# YOUR TASK:
Update the material below by changing each "Would you kindly" to "Could you" and keeping every other word the same.

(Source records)
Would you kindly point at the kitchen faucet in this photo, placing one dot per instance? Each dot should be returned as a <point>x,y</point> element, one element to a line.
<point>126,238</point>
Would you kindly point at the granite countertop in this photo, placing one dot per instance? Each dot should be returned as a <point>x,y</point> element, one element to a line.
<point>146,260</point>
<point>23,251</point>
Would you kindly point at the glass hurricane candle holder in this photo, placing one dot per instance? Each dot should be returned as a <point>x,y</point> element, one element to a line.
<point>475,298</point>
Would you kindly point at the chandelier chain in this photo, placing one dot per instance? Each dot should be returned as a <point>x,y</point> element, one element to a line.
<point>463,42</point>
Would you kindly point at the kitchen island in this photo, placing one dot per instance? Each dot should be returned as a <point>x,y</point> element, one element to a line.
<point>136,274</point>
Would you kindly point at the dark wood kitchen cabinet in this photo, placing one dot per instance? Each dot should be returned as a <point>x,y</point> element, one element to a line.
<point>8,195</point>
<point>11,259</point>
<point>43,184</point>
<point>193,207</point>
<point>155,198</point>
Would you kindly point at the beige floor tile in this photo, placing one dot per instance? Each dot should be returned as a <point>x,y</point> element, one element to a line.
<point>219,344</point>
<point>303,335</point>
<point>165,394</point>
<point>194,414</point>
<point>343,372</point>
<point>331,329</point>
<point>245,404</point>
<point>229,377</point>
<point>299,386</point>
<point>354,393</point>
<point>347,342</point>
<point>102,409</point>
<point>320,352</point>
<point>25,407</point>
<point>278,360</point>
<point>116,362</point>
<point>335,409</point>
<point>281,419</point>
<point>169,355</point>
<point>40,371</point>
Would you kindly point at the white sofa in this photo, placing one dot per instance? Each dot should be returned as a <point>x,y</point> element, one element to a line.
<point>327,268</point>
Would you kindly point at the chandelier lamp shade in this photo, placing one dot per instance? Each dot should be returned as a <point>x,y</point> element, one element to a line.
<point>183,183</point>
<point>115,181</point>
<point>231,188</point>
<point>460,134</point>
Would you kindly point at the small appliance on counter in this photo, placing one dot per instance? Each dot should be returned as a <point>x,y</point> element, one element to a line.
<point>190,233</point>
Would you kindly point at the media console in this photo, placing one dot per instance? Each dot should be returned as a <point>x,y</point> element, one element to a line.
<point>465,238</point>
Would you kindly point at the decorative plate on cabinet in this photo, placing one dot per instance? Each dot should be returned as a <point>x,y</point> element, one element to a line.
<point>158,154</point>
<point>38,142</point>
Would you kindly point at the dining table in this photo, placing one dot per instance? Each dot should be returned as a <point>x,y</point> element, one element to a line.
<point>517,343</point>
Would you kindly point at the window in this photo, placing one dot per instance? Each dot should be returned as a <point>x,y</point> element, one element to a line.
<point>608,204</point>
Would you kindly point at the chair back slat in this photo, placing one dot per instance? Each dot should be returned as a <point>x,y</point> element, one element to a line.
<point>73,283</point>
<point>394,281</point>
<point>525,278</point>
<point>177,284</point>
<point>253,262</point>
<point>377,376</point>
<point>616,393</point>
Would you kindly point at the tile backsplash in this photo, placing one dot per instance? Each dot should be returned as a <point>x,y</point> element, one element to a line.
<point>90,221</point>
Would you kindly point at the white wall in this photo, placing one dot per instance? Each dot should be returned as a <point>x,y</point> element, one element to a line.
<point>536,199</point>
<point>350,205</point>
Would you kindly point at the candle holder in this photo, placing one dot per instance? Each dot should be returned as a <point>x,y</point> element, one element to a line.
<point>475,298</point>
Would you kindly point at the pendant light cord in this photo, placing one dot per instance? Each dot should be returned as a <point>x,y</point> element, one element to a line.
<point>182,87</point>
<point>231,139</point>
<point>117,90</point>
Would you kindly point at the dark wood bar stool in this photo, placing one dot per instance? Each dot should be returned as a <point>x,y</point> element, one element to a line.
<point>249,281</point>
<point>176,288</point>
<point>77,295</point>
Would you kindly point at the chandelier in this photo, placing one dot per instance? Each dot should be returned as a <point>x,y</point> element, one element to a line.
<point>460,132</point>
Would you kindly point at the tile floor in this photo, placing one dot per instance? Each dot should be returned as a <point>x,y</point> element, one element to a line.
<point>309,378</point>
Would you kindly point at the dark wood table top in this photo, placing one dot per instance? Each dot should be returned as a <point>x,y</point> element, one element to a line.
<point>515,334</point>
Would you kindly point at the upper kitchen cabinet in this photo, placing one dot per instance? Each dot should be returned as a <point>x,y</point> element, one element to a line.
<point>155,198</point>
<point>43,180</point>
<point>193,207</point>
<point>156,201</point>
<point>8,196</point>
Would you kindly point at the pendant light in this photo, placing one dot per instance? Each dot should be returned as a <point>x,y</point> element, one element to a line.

# RESULT BELOW:
Could you point at the kitchen faucet in this photo, placing one dot per instance? Each dot should be returned as a <point>x,y</point> element, one element to a line.
<point>126,238</point>
Could you point at the granite countertop in this photo, placing one dot per instance? Each dot should be returned as a <point>x,y</point> element, one element to a line.
<point>146,260</point>
<point>23,251</point>
Could you point at the glass hurricane candle holder in this photo, placing one dot per instance? Each dot should be returned as a <point>x,y</point> element, one element to a line.
<point>475,298</point>
Could you point at the chandelier chain in this photo, placing one dot per instance? Each dot should be returned as a <point>x,y</point> element, one element to a line.
<point>463,42</point>
Could you point at the kitchen island in this photo, placing one dot per instance? Each dot should be returned as a <point>x,y</point> element, one element to a line.
<point>136,274</point>
Could you point at the dark wood kitchen cabinet in this photo, placing one dot per instance? Each dot should be returned as a <point>x,y</point> element, one element to a line.
<point>8,195</point>
<point>11,259</point>
<point>43,184</point>
<point>193,207</point>
<point>155,198</point>
Could you point at the beige floor tile in this photo, placing one dot per instance? Each dot should be returned as a <point>x,y</point> element, one element to a line.
<point>219,344</point>
<point>303,335</point>
<point>165,394</point>
<point>194,414</point>
<point>343,372</point>
<point>331,329</point>
<point>245,404</point>
<point>229,377</point>
<point>299,386</point>
<point>354,393</point>
<point>347,342</point>
<point>102,409</point>
<point>320,352</point>
<point>25,407</point>
<point>278,360</point>
<point>116,362</point>
<point>335,409</point>
<point>281,419</point>
<point>169,355</point>
<point>40,371</point>
Could you point at the white sofa in this photo, placing one dot per instance? Each dot should be returned as a <point>x,y</point> element, one element to a line.
<point>327,268</point>
Could you point at the chandelier lamp shade in this photo, placing one dot per instance? Each dot should be returned as a <point>x,y</point> element, one element to a line.
<point>183,183</point>
<point>115,181</point>
<point>231,188</point>
<point>460,134</point>
Could you point at the small appliance on counter in this photo, placing one dot per instance? Each dot should be returned as a <point>x,y</point> element, one element to a line.
<point>190,233</point>
Could you point at the media console in this photo, placing one dot per instance? Each dot should be returned as a <point>x,y</point> element, one element to a line.
<point>465,238</point>
Could you point at the decorative plate on cabinet in this photo, placing one dot per instance? Each dot should be returned as a <point>x,y</point> element, one element to a line.
<point>158,154</point>
<point>38,142</point>
Could you point at the dining table in this photo, placing one dot per instance? Each dot should be returned as a <point>x,y</point> element, one element to a line.
<point>517,343</point>
Could you point at the window in this photo, placing one dot per instance? Each dot should be returned as a <point>x,y</point> element, one element to a line.
<point>608,204</point>
Could you point at the chair back slat in this photo, placing one dot per instance? Each dot should be returned as a <point>x,y</point> element, one element to a line.
<point>73,283</point>
<point>394,281</point>
<point>525,278</point>
<point>177,284</point>
<point>253,262</point>
<point>377,376</point>
<point>616,393</point>
Could you point at the tile backsplash in this photo, placing one dot per instance? Each dot should be returned as a <point>x,y</point> element, one element to a line.
<point>90,221</point>
Could you point at the white wall in this photo, placing one dot per instance? Each dot should be returned as a <point>x,y</point> element, one element to a line.
<point>536,199</point>
<point>350,205</point>
Could you point at the candle holder in this photo, placing one dot per instance? Each dot should be returned as a <point>x,y</point> element, one element to a line.
<point>475,298</point>
Could you point at the pendant light cord in this photo, placing one dot per instance? Each dot should be returned as a <point>x,y</point> element, one element to a line.
<point>182,87</point>
<point>231,139</point>
<point>117,90</point>
Could you point at the dark wood bar stool in this photo, placing one dot per instance? Each dot should be returned as a <point>x,y</point> element, one element to a line.
<point>249,281</point>
<point>176,288</point>
<point>77,295</point>
Could you point at the chandelier in this photo, placing one dot per instance? Each dot should be returned as a <point>x,y</point> element, one element to a line.
<point>460,132</point>
Could you point at the tile floor in this photo, placing one dot per instance? Each dot should be returned as a <point>x,y</point> element, one element to a line.
<point>309,378</point>
Could you point at the dark wood table top in this photo, placing one dot per instance? Each dot should be returned as a <point>x,y</point> element, one element to a line.
<point>515,334</point>
Could you point at the upper kitchen cabinet in this photo, placing one dot per instance? Each dot should be returned as a <point>x,y</point> element, one element to a line.
<point>155,198</point>
<point>43,180</point>
<point>193,207</point>
<point>156,201</point>
<point>8,196</point>
Could you point at the pendant light in this photo, placing one dot per instance? Each dot should be returned as a <point>x,y</point> element, one element to a line.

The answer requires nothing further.